(GIVEN ENTRIES)

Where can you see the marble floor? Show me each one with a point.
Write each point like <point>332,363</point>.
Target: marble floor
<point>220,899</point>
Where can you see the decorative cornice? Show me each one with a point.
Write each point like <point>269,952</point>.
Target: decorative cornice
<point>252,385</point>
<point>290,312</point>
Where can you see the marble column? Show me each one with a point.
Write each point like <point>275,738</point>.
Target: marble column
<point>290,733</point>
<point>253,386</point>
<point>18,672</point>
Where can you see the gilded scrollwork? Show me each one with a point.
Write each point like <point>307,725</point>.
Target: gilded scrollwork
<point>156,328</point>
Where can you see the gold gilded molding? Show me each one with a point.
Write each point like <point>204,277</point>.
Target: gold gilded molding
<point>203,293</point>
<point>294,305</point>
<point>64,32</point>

(End GIVEN ENTRIES)

TASK DIRECTIONS
Using the records above, gather all lines where the string "like" is present.

RESULT FOR THIS EXERCISE
Write each point like <point>332,363</point>.
Write each point like <point>269,952</point>.
Write each point like <point>275,738</point>.
Write each point like <point>307,725</point>.
Write each point like <point>204,277</point>.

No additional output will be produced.